[Object location annotation listing]
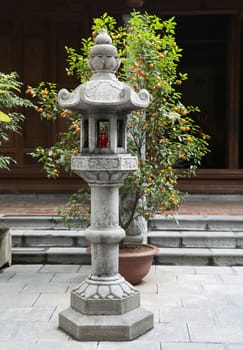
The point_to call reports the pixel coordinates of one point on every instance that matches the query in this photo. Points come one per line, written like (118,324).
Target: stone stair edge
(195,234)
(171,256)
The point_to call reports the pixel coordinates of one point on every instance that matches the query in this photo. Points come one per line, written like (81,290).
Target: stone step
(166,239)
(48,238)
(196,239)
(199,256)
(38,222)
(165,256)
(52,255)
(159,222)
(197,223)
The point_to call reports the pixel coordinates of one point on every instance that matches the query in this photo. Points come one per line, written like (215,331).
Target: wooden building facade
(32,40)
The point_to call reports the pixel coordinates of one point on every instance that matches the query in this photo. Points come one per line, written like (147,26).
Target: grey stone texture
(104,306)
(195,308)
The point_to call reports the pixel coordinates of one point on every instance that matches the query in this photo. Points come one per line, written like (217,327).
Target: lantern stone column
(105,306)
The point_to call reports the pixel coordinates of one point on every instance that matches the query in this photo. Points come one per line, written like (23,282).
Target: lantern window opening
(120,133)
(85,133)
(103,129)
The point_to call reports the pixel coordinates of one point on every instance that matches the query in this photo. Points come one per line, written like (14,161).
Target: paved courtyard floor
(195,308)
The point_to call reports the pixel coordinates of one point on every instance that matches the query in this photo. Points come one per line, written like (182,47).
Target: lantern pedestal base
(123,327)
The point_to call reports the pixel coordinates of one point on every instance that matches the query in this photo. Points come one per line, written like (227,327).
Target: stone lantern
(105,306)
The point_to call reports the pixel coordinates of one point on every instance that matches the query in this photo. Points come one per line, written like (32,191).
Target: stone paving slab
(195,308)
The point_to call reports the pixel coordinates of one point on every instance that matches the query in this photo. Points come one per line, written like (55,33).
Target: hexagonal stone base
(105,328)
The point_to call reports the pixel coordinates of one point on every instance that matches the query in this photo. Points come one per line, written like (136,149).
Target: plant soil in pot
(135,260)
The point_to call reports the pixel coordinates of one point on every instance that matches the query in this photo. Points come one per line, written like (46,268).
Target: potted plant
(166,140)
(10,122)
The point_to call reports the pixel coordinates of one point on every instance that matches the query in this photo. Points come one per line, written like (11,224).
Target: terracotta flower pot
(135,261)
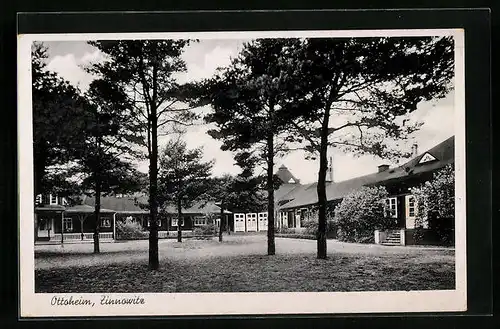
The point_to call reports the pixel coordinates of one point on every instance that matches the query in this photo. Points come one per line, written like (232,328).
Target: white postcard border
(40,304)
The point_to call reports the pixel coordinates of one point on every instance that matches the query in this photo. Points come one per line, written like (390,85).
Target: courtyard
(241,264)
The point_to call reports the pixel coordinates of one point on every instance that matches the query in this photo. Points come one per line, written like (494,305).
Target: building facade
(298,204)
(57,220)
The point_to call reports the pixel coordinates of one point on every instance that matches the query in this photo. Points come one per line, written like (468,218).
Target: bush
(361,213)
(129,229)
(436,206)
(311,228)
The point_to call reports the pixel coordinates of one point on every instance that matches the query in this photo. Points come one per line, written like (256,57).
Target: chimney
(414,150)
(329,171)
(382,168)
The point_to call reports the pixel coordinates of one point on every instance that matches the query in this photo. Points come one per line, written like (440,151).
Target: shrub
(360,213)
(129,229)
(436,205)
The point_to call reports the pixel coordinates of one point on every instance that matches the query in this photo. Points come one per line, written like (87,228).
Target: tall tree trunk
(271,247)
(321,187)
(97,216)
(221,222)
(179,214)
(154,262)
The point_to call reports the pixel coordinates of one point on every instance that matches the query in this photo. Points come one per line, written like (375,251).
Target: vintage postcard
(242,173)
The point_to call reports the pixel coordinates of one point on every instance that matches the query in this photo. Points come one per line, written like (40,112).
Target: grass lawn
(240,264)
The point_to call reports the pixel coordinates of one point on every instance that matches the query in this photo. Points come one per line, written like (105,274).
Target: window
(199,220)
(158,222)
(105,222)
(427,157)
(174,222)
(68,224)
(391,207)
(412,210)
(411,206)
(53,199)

...

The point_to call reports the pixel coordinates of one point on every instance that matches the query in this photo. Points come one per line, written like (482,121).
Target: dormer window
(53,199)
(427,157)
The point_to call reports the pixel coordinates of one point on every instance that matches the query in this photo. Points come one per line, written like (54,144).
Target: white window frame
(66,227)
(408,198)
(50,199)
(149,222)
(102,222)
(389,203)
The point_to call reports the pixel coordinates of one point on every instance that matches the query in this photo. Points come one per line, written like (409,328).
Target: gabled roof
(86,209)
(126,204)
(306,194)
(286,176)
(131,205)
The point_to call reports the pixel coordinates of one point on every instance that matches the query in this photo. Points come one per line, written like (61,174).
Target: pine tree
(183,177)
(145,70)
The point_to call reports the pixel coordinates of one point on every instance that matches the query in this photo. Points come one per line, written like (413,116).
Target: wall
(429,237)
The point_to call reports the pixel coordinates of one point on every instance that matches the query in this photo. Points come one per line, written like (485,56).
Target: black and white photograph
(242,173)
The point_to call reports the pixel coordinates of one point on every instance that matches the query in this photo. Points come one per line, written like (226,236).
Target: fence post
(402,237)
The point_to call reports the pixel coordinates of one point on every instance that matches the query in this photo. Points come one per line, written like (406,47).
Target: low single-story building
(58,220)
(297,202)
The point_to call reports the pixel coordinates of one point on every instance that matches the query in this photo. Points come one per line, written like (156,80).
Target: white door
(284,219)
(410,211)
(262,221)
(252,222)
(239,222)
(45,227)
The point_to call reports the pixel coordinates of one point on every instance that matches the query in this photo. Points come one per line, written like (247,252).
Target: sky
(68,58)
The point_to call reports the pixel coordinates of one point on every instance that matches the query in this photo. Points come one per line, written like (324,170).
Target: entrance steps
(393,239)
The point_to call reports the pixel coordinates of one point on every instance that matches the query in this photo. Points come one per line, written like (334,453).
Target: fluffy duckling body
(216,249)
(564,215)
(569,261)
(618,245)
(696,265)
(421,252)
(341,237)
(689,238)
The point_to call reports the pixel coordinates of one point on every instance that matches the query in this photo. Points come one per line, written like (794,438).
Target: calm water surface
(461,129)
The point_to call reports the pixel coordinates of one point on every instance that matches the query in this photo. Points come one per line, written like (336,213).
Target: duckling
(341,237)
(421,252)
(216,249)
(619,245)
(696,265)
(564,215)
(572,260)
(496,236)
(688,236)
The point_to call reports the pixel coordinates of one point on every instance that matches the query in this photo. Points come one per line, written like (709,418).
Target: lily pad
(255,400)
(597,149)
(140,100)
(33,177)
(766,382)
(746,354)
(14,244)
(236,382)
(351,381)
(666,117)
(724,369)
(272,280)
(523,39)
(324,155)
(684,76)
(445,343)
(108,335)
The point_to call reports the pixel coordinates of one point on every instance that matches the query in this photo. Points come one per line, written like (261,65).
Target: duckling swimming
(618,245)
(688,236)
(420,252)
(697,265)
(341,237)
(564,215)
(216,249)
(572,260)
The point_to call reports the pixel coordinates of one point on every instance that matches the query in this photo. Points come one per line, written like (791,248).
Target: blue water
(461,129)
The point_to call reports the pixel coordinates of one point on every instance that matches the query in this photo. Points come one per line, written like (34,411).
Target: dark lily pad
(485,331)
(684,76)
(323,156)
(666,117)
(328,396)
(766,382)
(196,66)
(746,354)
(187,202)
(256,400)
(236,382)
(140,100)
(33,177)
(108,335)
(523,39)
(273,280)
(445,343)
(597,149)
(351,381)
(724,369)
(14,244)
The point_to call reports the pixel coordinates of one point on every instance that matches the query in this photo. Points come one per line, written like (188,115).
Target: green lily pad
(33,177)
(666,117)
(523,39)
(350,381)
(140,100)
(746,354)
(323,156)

▶ **What to do**: Pull out every line of the listing that contains the word "tree", treating uppercase and lowercase as different.

▶ **Output for this task**:
Target: tall tree trunk
Target: pine tree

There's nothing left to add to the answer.